● Required work
Repeat the following entries exactly as they appear, line for line.

Object detection data:
====
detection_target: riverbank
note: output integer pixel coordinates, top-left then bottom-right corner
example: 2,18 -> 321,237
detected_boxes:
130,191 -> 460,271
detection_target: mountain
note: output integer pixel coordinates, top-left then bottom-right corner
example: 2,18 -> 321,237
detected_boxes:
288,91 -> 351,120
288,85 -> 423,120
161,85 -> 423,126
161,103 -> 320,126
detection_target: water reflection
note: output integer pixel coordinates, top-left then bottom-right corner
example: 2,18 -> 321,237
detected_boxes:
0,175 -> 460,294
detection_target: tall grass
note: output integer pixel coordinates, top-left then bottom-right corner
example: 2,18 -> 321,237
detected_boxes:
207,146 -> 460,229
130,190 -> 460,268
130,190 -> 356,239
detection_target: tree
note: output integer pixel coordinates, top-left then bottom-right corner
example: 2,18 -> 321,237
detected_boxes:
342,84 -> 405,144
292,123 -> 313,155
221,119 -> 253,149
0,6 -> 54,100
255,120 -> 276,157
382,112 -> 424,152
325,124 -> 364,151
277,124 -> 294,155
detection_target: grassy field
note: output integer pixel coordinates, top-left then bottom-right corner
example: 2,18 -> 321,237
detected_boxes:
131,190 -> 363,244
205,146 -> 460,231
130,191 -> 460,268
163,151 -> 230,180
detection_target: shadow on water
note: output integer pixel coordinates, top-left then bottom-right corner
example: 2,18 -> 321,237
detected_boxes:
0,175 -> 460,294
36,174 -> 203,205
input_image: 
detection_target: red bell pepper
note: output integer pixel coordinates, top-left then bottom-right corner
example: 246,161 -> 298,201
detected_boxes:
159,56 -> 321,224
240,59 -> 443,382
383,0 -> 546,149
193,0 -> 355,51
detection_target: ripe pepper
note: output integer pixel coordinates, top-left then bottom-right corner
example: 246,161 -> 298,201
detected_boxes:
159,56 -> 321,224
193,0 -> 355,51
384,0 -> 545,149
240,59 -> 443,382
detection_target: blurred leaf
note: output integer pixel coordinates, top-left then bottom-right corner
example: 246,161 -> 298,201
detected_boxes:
====
● The reply
detection_target: riverbank
note: output integer pixel coordinates, top-left then bottom-right corner
example: 2,18 -> 321,237
detected_boxes:
130,191 -> 460,271
detection_target: mountain
note: output integer pixel coordinates, top-left then bottom-right corner
example: 2,18 -> 321,237
detected_boxes:
288,91 -> 351,120
288,85 -> 423,120
161,85 -> 423,126
161,103 -> 320,126
detection_target: water reflection
note: output integer pixel coordinates, top-left then bottom-right corner
example: 2,18 -> 321,237
detected_boxes:
0,175 -> 460,294
detection_target: tall grass
note: output integer pixel coordinates, top-left then bottom-right corner
example: 2,18 -> 321,237
detected_boxes:
207,146 -> 460,229
130,190 -> 460,268
130,190 -> 356,239
detection_target: tree
note: output integer pixel coordinates, top-left then bottom-right corner
example: 2,18 -> 321,237
detected_boxes:
342,84 -> 405,144
292,123 -> 313,155
221,119 -> 253,149
0,6 -> 54,100
255,120 -> 276,157
382,112 -> 424,152
325,124 -> 364,151
277,124 -> 294,155
detection_target: grassy field
note: output integer pixel coordinates, top-left then bottom-right corner
example: 2,18 -> 321,237
detected_boxes:
131,190 -> 363,244
205,146 -> 460,231
130,191 -> 460,268
163,151 -> 230,180
detection_target: shadow on water
note: output integer pixel coordinates, top-left then bottom-right corner
example: 2,18 -> 321,237
detected_boxes:
0,175 -> 460,294
36,174 -> 203,205
input_image: 
detection_target: red bell pepper
note: output integer pixel coordinates, top-left then bottom-right corner
example: 246,161 -> 298,201
detected_boxes:
159,56 -> 321,224
240,59 -> 443,382
383,0 -> 546,149
193,0 -> 355,51
detection_target: ripe pepper
note: output integer pixel coordinates, top-left then bottom-right corner
example: 246,161 -> 298,201
detected_boxes:
159,56 -> 321,224
193,0 -> 355,51
384,0 -> 545,149
240,59 -> 443,382
detection_target: blurred leaf
note: output integer pixel coordinates, top-left then bottom-right corner
example: 246,161 -> 298,201
detected_boxes:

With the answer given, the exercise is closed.